ASSIGNMENT:
Exactly as they appear below, repeat the lines from the one with "Given the photograph above, point out the dark" through the one with "Query: green grass lawn", and no others.
DATA EXTRACTS below:
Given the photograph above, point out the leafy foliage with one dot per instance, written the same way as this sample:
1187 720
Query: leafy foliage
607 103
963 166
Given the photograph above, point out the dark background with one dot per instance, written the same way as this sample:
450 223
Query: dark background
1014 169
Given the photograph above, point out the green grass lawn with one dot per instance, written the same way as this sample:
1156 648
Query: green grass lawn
End of DATA EXTRACTS.
DATA EXTRACTS below:
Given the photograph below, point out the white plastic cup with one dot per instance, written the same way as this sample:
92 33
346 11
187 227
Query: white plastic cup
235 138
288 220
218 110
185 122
End of DATA EXTRACTS.
WRITTEN RESPONSE:
Given the photograph above, point out the dark background with one dot per instance, written the same way as this sample:
450 223
Query: dark background
1014 169
Given the photograph above, point out the green grass lawn with one dot per instance, written the same way as this sample:
1156 648
Query: green grass lawn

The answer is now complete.